(Stored data entries)

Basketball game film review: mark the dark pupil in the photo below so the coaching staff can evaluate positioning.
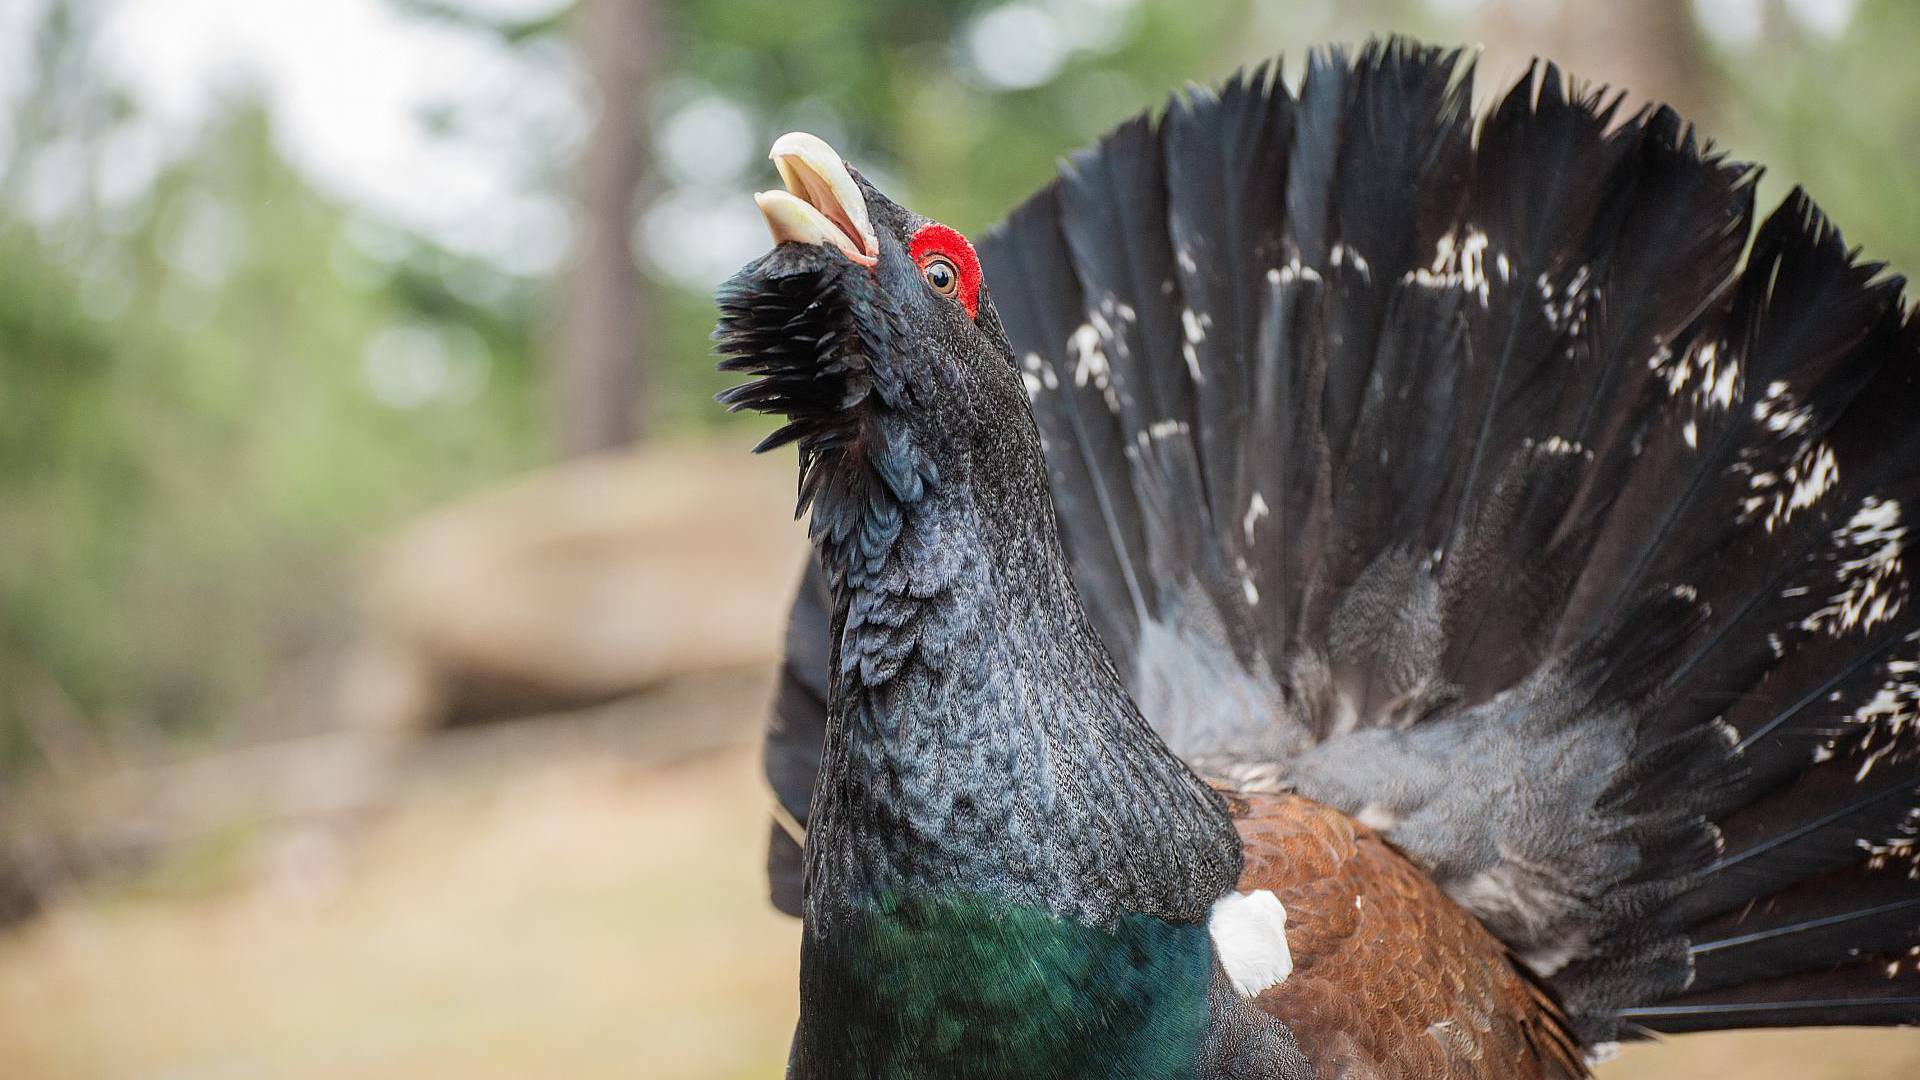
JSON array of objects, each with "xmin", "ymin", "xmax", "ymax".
[{"xmin": 927, "ymin": 261, "xmax": 953, "ymax": 290}]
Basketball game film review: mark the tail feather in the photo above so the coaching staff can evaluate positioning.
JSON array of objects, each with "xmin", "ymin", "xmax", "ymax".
[
  {"xmin": 1437, "ymin": 64, "xmax": 1630, "ymax": 569},
  {"xmin": 1548, "ymin": 108, "xmax": 1756, "ymax": 652},
  {"xmin": 995, "ymin": 193, "xmax": 1152, "ymax": 662},
  {"xmin": 1280, "ymin": 47, "xmax": 1349, "ymax": 271},
  {"xmin": 1056, "ymin": 117, "xmax": 1228, "ymax": 616},
  {"xmin": 1617, "ymin": 959, "xmax": 1920, "ymax": 1033},
  {"xmin": 1681, "ymin": 769, "xmax": 1920, "ymax": 923},
  {"xmin": 764, "ymin": 558, "xmax": 832, "ymax": 916},
  {"xmin": 1318, "ymin": 44, "xmax": 1471, "ymax": 491},
  {"xmin": 1315, "ymin": 48, "xmax": 1475, "ymax": 643},
  {"xmin": 1252, "ymin": 46, "xmax": 1351, "ymax": 655},
  {"xmin": 1162, "ymin": 61, "xmax": 1293, "ymax": 652},
  {"xmin": 1239, "ymin": 242, "xmax": 1324, "ymax": 663},
  {"xmin": 1687, "ymin": 861, "xmax": 1920, "ymax": 993}
]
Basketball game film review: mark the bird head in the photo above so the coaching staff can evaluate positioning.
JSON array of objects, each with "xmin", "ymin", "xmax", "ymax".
[{"xmin": 715, "ymin": 133, "xmax": 1032, "ymax": 580}]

Goal of the exercise
Repeat each entry exactly as it appears; skip any picture.

Result of the task
Basketball game film review: mark the dark pupil in the photo below so the coaching staff can evaluate positioning.
JSON array of objects, each with "xmin", "ymin", "xmax", "ymax".
[{"xmin": 927, "ymin": 261, "xmax": 953, "ymax": 290}]
Basketball game film review: mark the tail feather in the photo above so the coaching staff can evaluate positioning.
JSON array of objects, each with "xmin", "ymin", "xmax", "ymax".
[
  {"xmin": 1437, "ymin": 64, "xmax": 1630, "ymax": 569},
  {"xmin": 1548, "ymin": 108, "xmax": 1756, "ymax": 652},
  {"xmin": 995, "ymin": 193, "xmax": 1152, "ymax": 662},
  {"xmin": 1280, "ymin": 47, "xmax": 1349, "ymax": 271},
  {"xmin": 1056, "ymin": 117, "xmax": 1228, "ymax": 616},
  {"xmin": 1617, "ymin": 959, "xmax": 1920, "ymax": 1033},
  {"xmin": 1681, "ymin": 769, "xmax": 1920, "ymax": 923},
  {"xmin": 764, "ymin": 558, "xmax": 832, "ymax": 916},
  {"xmin": 1318, "ymin": 44, "xmax": 1471, "ymax": 491},
  {"xmin": 1315, "ymin": 48, "xmax": 1475, "ymax": 643},
  {"xmin": 1252, "ymin": 46, "xmax": 1351, "ymax": 655},
  {"xmin": 1162, "ymin": 61, "xmax": 1293, "ymax": 652},
  {"xmin": 1239, "ymin": 242, "xmax": 1324, "ymax": 663},
  {"xmin": 1687, "ymin": 861, "xmax": 1920, "ymax": 993}
]
Basketball game film review: mark the bird head in the photo above so the coaching staff can evaluate positioning.
JSON array of objects, each with "xmin", "ymin", "xmax", "ymax".
[{"xmin": 715, "ymin": 133, "xmax": 1032, "ymax": 580}]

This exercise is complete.